_TASK REQUIREMENTS_
Turn every line of the rows below into a Markdown table with the columns No. and Line. Number each line and leave out blank ones.

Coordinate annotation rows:

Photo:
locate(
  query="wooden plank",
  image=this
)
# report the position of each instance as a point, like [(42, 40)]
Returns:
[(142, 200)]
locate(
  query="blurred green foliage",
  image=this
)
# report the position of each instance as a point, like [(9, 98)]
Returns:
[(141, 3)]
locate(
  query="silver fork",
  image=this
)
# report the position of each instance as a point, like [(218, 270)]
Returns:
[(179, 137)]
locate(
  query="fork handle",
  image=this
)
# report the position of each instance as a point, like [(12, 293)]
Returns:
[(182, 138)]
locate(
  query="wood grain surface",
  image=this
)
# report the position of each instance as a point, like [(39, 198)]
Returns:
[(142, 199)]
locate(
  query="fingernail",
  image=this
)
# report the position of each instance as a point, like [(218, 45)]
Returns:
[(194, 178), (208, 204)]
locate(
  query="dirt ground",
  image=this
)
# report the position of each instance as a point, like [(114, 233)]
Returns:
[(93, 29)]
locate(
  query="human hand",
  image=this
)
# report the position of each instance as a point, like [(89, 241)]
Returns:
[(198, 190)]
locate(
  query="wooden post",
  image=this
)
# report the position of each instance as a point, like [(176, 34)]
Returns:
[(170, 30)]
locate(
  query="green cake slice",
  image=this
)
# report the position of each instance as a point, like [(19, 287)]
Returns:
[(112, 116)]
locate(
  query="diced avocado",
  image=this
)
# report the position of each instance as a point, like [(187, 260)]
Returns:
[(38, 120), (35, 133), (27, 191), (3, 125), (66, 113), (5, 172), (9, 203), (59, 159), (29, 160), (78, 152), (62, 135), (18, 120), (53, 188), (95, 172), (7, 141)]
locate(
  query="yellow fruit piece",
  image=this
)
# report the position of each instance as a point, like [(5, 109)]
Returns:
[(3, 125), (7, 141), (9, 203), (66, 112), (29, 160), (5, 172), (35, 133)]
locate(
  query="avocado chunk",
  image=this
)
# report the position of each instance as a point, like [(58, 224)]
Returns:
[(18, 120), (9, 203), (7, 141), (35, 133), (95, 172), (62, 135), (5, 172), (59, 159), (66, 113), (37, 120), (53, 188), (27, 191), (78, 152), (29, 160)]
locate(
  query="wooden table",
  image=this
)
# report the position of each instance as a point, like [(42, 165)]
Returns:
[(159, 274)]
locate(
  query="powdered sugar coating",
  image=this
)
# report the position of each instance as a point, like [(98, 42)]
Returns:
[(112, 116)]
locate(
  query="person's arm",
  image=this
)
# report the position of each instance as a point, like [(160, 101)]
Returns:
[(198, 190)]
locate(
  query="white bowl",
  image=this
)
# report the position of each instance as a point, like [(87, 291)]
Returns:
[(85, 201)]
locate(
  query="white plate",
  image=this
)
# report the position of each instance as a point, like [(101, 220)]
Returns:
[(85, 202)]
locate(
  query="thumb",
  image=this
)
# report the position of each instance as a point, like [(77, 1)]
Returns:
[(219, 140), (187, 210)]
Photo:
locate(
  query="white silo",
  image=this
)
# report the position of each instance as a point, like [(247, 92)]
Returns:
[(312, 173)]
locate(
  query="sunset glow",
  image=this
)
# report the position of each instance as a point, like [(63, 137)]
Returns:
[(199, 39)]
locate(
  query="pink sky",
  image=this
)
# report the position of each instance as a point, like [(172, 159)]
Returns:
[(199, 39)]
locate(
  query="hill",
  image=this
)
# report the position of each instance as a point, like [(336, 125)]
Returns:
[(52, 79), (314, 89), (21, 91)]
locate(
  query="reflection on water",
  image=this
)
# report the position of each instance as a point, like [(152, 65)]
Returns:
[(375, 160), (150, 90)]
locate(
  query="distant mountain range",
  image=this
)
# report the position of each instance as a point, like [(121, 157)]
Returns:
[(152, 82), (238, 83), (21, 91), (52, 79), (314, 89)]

_RESULT BELOW_
| No. | Line |
|---|---|
| 1 | Photo: |
| 2 | locate( |
| 3 |   query="wooden plank", |
| 4 |   image=this |
| 5 | ) |
| 6 | # report the position of each instance as a point, like [(42, 40)] |
| 7 | Returns: |
| 8 | [(142, 200)] |
| 9 | locate( |
| 10 |   query="blurred green foliage", |
| 11 |   image=this |
| 12 | ) |
| 13 | # report the position of each instance as a point, like [(9, 98)] |
| 14 | Returns: |
| 15 | [(141, 3)] |
| 16 | locate( |
| 17 |   query="silver fork", |
| 18 |   image=this |
| 19 | ) |
| 20 | # report the position of each instance as a point, like [(218, 270)] |
| 21 | Returns: |
| 22 | [(179, 137)] |
| 23 | locate( |
| 24 |   query="fork handle", |
| 25 |   image=this |
| 26 | ) |
| 27 | # report the position of each instance as a point, like [(12, 293)] |
| 28 | Returns: |
| 29 | [(182, 138)] |
| 30 | locate( |
| 31 |   query="wood grain surface", |
| 32 |   image=this |
| 33 | ) |
| 34 | # report the position of each instance as a point, like [(39, 198)] |
| 35 | Returns: |
| 36 | [(142, 199)] |
| 37 | locate( |
| 38 |   query="fingernail", |
| 39 |   image=this |
| 40 | ) |
| 41 | # report the position of each instance as a point, like [(218, 45)] |
| 42 | Returns: |
| 43 | [(194, 178), (208, 204)] |
| 44 | locate( |
| 45 |   query="dirt ground", |
| 46 |   image=this |
| 47 | ) |
| 48 | # report the position of each instance as a point, like [(114, 233)] |
| 49 | Returns: |
| 50 | [(93, 29)] |
| 51 | locate( |
| 52 |   query="human hand", |
| 53 |   image=this |
| 54 | ) |
| 55 | # report the position of each instance as a point, like [(89, 241)] |
| 56 | Returns: |
| 57 | [(198, 190)] |
| 58 | locate( |
| 59 |   query="wooden post", |
| 60 |   image=this |
| 61 | ) |
| 62 | # report the position of each instance as a point, like [(176, 34)] |
| 63 | Returns: |
| 64 | [(170, 30)] |
| 65 | locate( |
| 66 |   query="green cake slice", |
| 67 |   image=this |
| 68 | ) |
| 69 | # report the position of each instance as a point, like [(19, 287)] |
| 70 | Returns: |
| 71 | [(112, 116)] |
| 72 | locate( |
| 73 |   query="diced avocado", |
| 74 |   image=this |
| 75 | ) |
| 76 | # report the position of each instance as a point, like [(187, 260)] |
| 77 | Returns: |
| 78 | [(38, 120), (35, 133), (27, 191), (3, 125), (66, 113), (5, 172), (9, 203), (59, 159), (29, 160), (78, 152), (62, 135), (18, 120), (53, 188), (95, 172), (7, 141)] |
| 79 | locate( |
| 80 |   query="yellow fruit piece", |
| 81 |   image=this |
| 82 | ) |
| 83 | # report the position of each instance as a point, like [(5, 109)] |
| 84 | Returns: |
| 85 | [(3, 125), (7, 141), (9, 203), (66, 112), (29, 160), (5, 172), (35, 133)] |
| 86 | locate( |
| 87 |   query="avocado chunk", |
| 88 |   image=this |
| 89 | ) |
| 90 | # report the position of each instance as a point, like [(58, 224)] |
| 91 | Returns: |
| 92 | [(18, 120), (9, 203), (7, 141), (35, 133), (95, 172), (62, 135), (5, 172), (59, 159), (66, 113), (37, 120), (53, 188), (27, 191), (78, 152), (29, 160)] |
| 93 | locate( |
| 94 |   query="wooden table", |
| 95 |   image=this |
| 96 | ) |
| 97 | # report the position of each instance as a point, like [(42, 165)] |
| 98 | Returns: |
| 99 | [(159, 274)] |
| 100 | locate( |
| 101 |   query="powdered sugar coating", |
| 102 |   image=this |
| 103 | ) |
| 104 | # report the position of each instance as a point, like [(98, 42)] |
| 105 | Returns: |
| 106 | [(112, 116)] |
| 107 | locate( |
| 108 |   query="person's arm", |
| 109 |   image=this |
| 110 | ) |
| 111 | # report the position of each instance as a point, like [(160, 101)] |
| 112 | Returns: |
| 113 | [(198, 190)] |
| 114 | locate( |
| 115 |   query="white bowl", |
| 116 |   image=this |
| 117 | ) |
| 118 | # report the position of each instance as a point, like [(87, 291)] |
| 119 | Returns: |
| 120 | [(85, 201)] |
| 121 | locate( |
| 122 |   query="white plate", |
| 123 |   image=this |
| 124 | ) |
| 125 | # report the position of each instance as a point, like [(101, 220)] |
| 126 | Returns: |
| 127 | [(85, 202)] |
| 128 | locate( |
| 129 |   query="thumb", |
| 130 |   image=this |
| 131 | ) |
| 132 | # report the position of each instance as a point, like [(77, 1)] |
| 133 | Returns: |
| 134 | [(219, 140), (187, 210)] |
| 135 | Photo: |
| 136 | locate( |
| 137 |   query="white silo", |
| 138 |   image=this |
| 139 | ) |
| 140 | # report the position of each instance as a point, like [(247, 92)] |
| 141 | Returns: |
| 142 | [(312, 173)] |
| 143 | locate( |
| 144 |   query="sunset glow", |
| 145 |   image=this |
| 146 | ) |
| 147 | # report the position of each instance as a point, like [(63, 137)] |
| 148 | Returns: |
| 149 | [(199, 39)] |
| 150 | locate( |
| 151 |   query="pink sky", |
| 152 |   image=this |
| 153 | ) |
| 154 | # report the position of each instance as a point, like [(172, 159)] |
| 155 | Returns: |
| 156 | [(199, 39)] |
| 157 | locate( |
| 158 |   query="hill", |
| 159 |   image=this |
| 160 | ) |
| 161 | # report the position of each instance as a point, like [(336, 125)] |
| 162 | Returns: |
| 163 | [(52, 79), (314, 89), (21, 91)] |
| 164 | locate( |
| 165 |   query="reflection on water", |
| 166 |   image=this |
| 167 | ) |
| 168 | # report the position of each instance as a point, like [(152, 65)] |
| 169 | Returns: |
| 170 | [(375, 160), (150, 90)] |
| 171 | locate( |
| 172 |   query="distant mountain range", |
| 173 |   image=this |
| 174 | ) |
| 175 | # report the position of each instance as a point, like [(121, 157)] |
| 176 | Returns: |
| 177 | [(152, 82), (238, 83), (21, 91), (52, 79), (314, 89)] |